Data shown:

┌────────

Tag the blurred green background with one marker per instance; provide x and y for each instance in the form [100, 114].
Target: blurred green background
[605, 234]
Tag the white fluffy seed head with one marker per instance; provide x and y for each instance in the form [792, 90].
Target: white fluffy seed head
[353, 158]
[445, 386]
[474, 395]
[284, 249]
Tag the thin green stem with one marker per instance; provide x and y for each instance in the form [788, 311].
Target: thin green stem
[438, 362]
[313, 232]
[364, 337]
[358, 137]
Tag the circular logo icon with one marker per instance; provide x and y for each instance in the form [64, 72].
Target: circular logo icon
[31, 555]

└────────
┌────────

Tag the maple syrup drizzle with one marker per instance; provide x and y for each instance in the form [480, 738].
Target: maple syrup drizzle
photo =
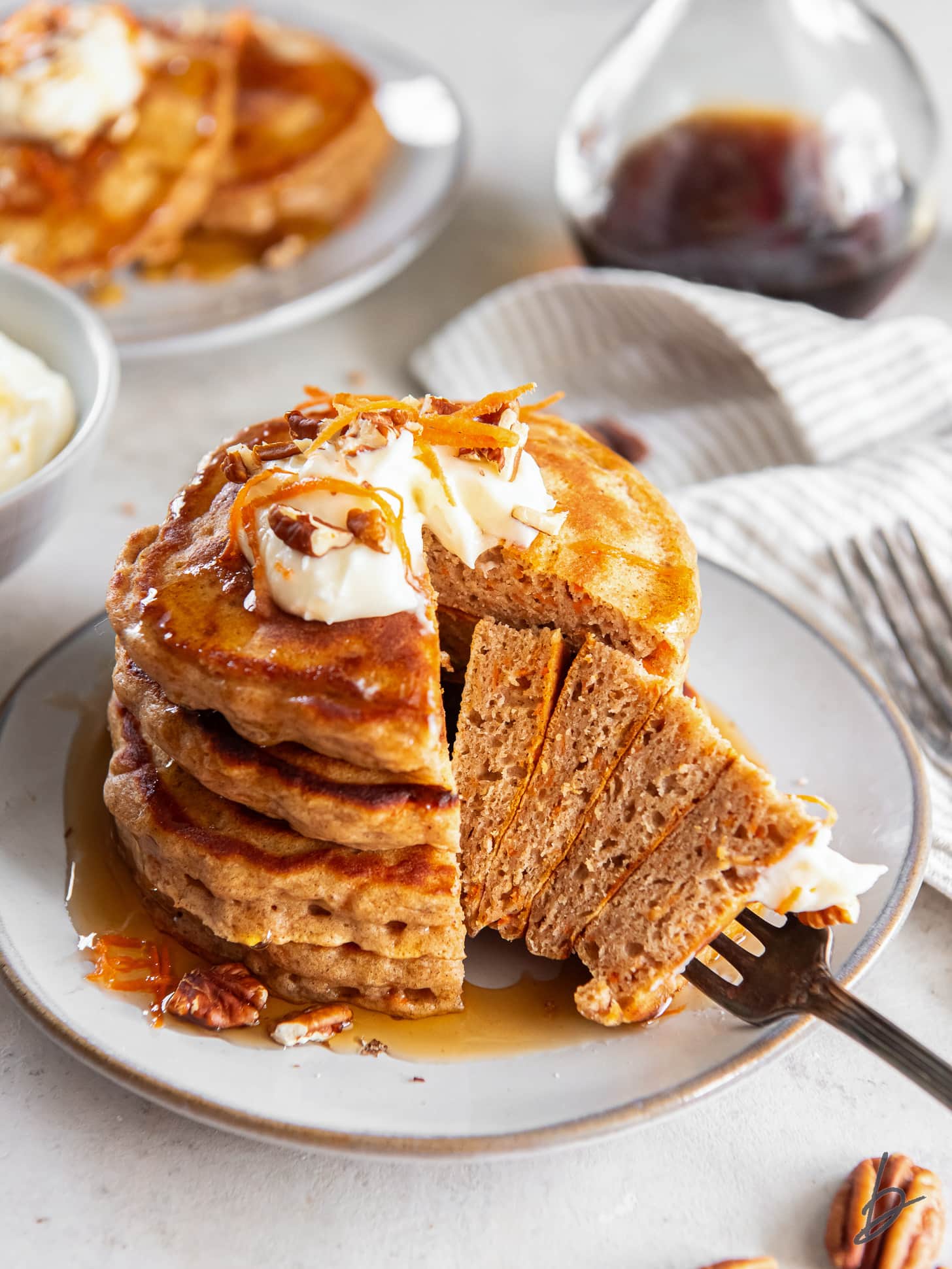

└────────

Short exercise:
Find every line in the records that contains the string "seed", treating uppercase and lowercase as different, and copy each of those lines.

Written solution:
Tag the white fluffy seed head with one marker per instance; provide x and y for each instance in the form [792, 90].
Target: white fluffy seed head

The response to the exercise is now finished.